──────── Page

Prior to implementing Thunderstone's Appliance-based search solution, things shaped up very differently on the website — in terms of its data access and retrieval functionality. Back-ended by a COBOL application utilizing a cgi interface to the mainframe's web server, the site originally supported a basic full-text search that required parsing the complete database to search each active item.

It seemed appropriate to consider deploying new technology, because the GSA Auctions® site deserved a more feature-rich and less resource-intensive search tool.

Driving TCO Lower by Integrating Mainframe Systems with "Off-The-Shelf" Products

Thomas Schaefer serves as Systems Architect and consultant to the General Services Administration. He helps the GSA identify innovative ways to derive optimal value from its Unisys ClearPath Mainframe investment and to maximize the productive use of all related I.T. resources.

According to Schaefer, GSA could have written a host-based search engine to run on the system. But, they figured, "Why reinvent the wheel?" Instead, GSA rapidly deployed several off-the-shelf Thunderstone Search Appliances to affordably implement a state-of-the-art search solution with reduced load on the ClearPath system for each request.

"By using Thunderstone Search Appliances, GSA Auctions® has gained the rich search features users have come to expect from sites like Google. The broader point is that, while there is a move to consider total cost of ownership and migrate applications to the ClearPath environment, not every problem requires developing custom mainframe software. Some problems are better solved by integrating existing components, mainframe or otherwise, into composite systems," Schaefer said.

────────────────

Continue the piece on the GSA Auctions search system, beginning after its final sentence.

──────── Provided information

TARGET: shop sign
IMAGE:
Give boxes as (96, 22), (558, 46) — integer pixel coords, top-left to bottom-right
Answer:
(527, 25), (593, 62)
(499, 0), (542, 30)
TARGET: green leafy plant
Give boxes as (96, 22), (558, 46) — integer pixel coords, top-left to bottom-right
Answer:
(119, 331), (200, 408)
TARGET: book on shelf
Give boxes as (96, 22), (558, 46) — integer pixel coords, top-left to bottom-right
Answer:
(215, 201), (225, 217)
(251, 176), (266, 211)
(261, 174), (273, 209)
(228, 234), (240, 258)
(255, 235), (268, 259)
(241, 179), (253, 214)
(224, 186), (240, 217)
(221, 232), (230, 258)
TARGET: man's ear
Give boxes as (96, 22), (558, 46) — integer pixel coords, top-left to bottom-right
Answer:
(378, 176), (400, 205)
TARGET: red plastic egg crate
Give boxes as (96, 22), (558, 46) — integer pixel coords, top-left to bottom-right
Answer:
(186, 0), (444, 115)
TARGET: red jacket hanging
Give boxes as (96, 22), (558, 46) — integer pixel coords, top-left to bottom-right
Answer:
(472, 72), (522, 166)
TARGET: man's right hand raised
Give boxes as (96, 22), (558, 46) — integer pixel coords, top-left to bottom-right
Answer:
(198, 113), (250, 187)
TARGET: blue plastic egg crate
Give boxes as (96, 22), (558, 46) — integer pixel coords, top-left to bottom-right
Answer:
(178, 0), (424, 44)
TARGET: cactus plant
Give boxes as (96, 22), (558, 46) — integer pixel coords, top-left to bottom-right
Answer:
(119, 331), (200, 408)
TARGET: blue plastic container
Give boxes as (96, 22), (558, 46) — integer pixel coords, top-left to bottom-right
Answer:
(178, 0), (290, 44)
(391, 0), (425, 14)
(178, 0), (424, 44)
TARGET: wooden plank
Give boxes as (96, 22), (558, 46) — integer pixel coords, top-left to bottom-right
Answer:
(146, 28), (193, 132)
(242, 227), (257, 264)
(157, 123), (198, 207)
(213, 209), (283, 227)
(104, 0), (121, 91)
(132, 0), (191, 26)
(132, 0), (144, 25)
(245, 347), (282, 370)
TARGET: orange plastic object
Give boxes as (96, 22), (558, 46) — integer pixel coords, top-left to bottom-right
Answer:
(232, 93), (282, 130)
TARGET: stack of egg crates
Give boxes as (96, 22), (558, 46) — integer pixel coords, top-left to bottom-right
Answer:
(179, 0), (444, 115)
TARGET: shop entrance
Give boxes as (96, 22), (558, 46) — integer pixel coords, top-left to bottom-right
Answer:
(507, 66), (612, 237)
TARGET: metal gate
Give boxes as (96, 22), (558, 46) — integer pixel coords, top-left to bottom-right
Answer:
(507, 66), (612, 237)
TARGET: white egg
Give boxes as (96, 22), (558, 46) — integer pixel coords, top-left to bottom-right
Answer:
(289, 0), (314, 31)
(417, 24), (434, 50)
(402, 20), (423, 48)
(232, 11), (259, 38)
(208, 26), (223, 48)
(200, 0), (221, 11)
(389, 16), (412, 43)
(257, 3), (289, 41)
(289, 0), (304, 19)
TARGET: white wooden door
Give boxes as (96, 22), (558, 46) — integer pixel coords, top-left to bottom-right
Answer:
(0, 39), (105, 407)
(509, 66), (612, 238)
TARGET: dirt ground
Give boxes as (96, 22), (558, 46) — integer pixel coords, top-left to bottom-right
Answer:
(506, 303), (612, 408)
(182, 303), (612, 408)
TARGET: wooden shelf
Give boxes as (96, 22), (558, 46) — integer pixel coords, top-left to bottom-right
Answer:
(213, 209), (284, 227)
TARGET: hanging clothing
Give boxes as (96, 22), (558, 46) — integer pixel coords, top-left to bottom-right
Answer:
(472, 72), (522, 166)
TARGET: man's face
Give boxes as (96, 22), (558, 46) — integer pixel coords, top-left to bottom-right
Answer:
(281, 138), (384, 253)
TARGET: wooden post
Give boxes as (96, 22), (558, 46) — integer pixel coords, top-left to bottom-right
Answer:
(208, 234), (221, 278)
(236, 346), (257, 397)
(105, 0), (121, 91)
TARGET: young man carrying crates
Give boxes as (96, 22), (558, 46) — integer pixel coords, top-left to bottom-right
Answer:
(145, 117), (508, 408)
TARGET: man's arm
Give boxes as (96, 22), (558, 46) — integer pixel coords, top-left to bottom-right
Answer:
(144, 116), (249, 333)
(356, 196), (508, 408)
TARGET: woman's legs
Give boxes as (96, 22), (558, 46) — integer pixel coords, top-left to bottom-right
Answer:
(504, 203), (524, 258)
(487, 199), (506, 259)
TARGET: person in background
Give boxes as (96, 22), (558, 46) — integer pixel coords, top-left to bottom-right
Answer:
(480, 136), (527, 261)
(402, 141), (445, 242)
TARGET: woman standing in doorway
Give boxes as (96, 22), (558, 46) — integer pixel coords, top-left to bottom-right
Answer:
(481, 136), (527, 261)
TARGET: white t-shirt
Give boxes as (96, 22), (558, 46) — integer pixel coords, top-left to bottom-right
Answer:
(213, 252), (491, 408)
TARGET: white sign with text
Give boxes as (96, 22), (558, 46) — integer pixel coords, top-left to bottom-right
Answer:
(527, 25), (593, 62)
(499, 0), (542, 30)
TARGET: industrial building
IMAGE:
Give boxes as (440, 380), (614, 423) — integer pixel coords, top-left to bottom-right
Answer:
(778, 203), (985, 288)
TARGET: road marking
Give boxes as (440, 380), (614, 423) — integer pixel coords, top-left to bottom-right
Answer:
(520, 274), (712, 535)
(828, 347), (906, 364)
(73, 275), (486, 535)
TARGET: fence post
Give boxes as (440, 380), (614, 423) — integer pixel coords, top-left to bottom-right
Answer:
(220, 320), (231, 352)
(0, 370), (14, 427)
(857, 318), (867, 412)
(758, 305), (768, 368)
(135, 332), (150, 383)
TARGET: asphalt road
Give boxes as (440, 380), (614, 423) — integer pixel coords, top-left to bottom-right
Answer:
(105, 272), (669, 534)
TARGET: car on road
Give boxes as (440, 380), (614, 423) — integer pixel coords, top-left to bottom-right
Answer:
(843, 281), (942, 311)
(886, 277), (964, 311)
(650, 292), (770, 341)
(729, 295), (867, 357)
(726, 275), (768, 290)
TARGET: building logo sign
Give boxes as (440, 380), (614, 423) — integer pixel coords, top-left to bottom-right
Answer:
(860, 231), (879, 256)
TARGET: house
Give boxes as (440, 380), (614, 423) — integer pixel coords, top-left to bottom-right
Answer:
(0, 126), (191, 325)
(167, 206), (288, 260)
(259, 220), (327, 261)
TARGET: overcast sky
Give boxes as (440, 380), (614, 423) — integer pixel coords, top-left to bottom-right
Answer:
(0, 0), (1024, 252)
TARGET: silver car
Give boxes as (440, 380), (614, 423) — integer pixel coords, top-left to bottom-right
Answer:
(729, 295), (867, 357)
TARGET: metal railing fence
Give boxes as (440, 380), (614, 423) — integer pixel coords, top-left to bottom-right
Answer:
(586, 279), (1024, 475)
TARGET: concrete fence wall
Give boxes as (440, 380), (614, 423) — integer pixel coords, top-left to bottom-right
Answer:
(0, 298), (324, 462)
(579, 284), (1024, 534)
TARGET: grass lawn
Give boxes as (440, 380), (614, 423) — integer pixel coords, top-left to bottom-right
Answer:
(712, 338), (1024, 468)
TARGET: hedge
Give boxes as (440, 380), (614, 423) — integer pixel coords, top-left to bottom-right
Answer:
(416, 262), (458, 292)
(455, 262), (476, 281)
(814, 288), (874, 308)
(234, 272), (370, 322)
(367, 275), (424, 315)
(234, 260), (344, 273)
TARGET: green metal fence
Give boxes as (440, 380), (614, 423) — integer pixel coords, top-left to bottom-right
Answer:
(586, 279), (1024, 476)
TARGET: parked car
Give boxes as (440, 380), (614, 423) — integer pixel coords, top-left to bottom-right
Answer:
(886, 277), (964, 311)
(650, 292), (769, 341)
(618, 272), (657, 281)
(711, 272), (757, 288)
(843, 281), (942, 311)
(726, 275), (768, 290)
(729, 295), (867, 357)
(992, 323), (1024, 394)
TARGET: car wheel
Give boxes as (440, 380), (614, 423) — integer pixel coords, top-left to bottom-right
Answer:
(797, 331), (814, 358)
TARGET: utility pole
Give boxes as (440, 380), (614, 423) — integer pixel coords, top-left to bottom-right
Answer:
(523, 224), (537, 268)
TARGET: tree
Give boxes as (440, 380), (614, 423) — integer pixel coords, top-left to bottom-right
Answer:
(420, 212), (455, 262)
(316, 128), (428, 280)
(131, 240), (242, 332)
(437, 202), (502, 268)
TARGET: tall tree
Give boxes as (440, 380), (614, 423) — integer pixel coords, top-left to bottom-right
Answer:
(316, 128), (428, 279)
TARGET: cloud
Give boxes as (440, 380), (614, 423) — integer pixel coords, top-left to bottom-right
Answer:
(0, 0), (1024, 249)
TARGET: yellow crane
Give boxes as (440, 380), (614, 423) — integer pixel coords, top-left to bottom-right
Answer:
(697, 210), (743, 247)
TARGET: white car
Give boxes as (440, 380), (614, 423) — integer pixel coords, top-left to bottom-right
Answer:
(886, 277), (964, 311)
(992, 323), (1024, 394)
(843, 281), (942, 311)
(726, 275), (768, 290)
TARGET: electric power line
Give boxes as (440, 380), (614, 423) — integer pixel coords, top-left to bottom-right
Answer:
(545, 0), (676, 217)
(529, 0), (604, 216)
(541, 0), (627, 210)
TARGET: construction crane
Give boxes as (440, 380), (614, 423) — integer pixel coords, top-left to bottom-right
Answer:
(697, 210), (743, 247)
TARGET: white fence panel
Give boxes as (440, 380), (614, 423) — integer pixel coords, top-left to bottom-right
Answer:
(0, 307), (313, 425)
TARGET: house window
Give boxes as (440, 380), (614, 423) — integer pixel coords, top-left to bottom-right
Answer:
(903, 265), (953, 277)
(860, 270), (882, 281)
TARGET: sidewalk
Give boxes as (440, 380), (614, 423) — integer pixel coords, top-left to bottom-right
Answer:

────────────────

→ **Task answer**
Thunderstone's DataLoad API, which allows data to be pushed into the Appliance, gets used a lot by the people who administer the GSA Auctions® site. And they appreciate the "plug-and-play" reliability of their Thunderstone Search Appliances -- because every added server brings with it an additional production cost. Who wants to maintain yet another server? "With Thunderstone," Schaefer said, "I haven't logged-on in eight months, and everything keeps running just fine."

GSA continues to work with Thunderstone to further enhance and refine its electronic auction offerings to the public, using the Thunderstone Search Appliance model as its standard. Schaefer explained, "We like the fact that we still have the sophistication of Texis, but in an appliance."

The current search solution for the site includes two load-balanced Thunderstone Search Appliances (Enterprise Edition) located in a Minnesota production environment. Each Appliance runs active-active. Two additional Thunderstone Search Appliances (one Enterprise Edition and one Small Business Edition) are installed at a GSA facility in Utah, for the purpose of ongoing new application development and testing.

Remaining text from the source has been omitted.